• **What you have to do**
Could you convert the data, from the line containing "Where can you see the white football shorts" through the end of the data (both ends included), into a numbered list that leaves out blank lines?

• **Records for the task**
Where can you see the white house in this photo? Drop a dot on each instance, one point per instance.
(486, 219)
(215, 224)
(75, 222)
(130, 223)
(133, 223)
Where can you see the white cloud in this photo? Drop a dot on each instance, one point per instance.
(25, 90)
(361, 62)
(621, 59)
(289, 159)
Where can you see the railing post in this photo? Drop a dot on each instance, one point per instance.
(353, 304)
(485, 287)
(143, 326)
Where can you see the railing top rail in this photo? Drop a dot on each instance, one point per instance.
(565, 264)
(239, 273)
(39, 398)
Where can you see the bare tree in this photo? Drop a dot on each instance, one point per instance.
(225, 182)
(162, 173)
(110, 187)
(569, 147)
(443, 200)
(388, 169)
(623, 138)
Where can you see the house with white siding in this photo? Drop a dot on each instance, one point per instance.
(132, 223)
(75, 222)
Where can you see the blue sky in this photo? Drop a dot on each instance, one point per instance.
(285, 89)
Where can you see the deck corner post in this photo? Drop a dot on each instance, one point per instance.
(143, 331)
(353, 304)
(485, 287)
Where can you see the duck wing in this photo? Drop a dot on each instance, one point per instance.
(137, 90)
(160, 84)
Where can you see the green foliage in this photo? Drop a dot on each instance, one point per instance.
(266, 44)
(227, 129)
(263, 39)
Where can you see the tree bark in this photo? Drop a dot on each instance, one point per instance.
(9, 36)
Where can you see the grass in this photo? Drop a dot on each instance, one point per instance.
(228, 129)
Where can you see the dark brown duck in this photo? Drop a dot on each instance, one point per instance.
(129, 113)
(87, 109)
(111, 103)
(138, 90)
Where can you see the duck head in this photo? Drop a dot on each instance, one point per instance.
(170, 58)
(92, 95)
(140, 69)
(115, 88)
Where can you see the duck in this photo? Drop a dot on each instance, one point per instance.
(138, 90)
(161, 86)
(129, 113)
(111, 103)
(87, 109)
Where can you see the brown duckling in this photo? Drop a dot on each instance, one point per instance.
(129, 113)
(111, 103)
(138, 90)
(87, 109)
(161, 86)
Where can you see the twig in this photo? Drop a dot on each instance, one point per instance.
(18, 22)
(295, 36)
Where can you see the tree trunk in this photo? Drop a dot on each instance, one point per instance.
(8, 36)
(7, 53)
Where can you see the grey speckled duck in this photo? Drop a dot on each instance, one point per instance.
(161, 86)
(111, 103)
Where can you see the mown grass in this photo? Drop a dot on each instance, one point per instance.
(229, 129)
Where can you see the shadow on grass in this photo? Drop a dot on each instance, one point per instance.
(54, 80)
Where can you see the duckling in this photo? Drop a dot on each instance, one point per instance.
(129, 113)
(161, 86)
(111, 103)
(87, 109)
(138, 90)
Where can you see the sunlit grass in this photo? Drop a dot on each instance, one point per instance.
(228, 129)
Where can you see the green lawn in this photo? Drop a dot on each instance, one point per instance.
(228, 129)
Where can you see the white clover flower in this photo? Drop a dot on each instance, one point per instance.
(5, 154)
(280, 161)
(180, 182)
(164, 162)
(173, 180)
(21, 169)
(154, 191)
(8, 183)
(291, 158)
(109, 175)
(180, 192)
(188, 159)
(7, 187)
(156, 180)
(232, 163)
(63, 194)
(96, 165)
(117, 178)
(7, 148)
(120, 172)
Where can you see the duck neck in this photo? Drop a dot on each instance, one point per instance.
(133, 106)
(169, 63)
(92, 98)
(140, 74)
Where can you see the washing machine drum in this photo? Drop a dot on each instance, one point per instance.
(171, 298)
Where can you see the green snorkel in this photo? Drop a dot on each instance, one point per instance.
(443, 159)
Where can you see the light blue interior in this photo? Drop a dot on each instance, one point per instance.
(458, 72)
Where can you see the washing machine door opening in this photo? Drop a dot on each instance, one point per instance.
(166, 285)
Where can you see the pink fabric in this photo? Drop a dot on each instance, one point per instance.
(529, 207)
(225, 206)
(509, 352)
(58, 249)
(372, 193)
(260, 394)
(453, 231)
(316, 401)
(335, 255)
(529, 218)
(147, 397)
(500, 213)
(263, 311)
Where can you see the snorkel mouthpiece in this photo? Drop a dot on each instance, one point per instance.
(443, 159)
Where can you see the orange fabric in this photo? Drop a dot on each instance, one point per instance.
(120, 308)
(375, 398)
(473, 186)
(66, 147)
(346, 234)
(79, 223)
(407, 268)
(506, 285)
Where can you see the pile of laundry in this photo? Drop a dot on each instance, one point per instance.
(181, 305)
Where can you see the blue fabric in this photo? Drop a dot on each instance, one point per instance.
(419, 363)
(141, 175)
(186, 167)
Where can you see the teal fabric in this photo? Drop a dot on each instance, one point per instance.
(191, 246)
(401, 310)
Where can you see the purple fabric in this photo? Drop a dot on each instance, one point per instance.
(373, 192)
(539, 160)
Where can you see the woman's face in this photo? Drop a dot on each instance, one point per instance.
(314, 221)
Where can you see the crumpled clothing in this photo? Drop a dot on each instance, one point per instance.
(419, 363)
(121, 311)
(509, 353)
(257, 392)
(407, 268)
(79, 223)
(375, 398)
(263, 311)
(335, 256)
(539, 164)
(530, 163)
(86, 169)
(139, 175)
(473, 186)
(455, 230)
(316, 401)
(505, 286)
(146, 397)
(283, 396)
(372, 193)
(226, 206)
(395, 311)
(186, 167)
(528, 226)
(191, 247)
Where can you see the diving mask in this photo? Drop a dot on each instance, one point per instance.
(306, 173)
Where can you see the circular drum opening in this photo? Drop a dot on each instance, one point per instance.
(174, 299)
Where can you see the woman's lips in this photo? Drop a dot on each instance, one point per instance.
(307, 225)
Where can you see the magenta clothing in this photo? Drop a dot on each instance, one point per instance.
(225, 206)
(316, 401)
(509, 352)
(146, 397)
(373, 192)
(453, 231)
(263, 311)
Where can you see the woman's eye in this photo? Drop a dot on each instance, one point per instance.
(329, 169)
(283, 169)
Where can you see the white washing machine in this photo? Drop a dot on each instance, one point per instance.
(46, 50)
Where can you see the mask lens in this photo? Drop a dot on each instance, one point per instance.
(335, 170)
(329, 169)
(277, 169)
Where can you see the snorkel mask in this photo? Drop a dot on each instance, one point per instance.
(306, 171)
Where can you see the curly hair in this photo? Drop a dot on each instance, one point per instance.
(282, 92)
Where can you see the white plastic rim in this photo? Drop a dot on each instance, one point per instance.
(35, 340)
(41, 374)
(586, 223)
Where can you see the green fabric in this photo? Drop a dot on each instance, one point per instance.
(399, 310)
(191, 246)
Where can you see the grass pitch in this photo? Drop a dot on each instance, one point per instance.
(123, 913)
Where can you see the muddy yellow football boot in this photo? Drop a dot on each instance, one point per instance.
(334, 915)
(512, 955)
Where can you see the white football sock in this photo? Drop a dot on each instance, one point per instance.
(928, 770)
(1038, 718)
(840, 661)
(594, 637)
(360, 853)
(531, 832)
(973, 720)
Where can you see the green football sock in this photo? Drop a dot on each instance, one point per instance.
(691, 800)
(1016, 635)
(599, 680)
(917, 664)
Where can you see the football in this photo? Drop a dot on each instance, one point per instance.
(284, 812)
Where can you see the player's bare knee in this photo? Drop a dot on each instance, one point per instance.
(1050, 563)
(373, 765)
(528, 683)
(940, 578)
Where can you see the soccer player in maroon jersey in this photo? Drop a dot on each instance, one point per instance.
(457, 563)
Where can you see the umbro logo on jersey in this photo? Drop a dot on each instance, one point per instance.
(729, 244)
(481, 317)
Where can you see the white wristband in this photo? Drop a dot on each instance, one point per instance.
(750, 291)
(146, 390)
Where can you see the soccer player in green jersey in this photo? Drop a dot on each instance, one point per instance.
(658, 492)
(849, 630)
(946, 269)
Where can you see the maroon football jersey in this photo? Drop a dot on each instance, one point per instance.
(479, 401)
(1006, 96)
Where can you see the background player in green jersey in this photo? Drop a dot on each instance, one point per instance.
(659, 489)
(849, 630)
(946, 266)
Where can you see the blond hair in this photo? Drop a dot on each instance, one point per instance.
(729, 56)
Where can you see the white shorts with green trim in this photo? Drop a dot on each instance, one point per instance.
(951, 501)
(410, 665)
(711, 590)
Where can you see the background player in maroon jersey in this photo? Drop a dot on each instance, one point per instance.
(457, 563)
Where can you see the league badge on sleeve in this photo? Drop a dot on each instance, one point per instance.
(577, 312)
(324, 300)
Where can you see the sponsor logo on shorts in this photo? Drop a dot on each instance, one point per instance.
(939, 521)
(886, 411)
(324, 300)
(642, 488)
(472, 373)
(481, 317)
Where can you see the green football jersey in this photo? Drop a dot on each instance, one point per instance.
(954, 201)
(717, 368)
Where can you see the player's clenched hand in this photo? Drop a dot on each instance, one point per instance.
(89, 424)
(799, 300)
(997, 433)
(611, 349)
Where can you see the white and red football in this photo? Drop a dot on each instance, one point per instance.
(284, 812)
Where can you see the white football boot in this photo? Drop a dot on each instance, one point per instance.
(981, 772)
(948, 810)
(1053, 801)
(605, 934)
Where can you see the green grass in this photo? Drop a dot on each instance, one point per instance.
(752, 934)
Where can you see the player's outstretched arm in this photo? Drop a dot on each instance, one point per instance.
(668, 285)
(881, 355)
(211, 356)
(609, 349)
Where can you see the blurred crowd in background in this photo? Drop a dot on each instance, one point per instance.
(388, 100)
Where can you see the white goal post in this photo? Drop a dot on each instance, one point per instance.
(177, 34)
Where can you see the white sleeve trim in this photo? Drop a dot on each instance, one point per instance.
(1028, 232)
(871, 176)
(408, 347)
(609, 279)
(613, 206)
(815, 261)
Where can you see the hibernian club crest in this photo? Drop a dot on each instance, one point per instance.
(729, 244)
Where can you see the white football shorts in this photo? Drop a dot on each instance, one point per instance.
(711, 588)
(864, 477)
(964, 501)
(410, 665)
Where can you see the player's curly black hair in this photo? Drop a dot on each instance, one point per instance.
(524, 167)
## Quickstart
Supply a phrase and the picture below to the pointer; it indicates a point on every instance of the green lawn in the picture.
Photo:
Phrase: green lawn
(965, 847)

• **Finished answer**
1. Where can you see the white football shorts in this photo? Drop a dot on each instance, one point per instance.
2. (711, 588)
3. (864, 477)
4. (964, 501)
5. (410, 665)
6. Where can you see the player's curly black hair in this photo? Drop a dot on each instance, one point per instance.
7. (524, 167)
8. ## Quickstart
9. Supply a phrase and the picture below to the pointer; it indicates a point on every instance of the green lawn in the picture.
10. Photo:
11. Phrase: green lawn
12. (965, 847)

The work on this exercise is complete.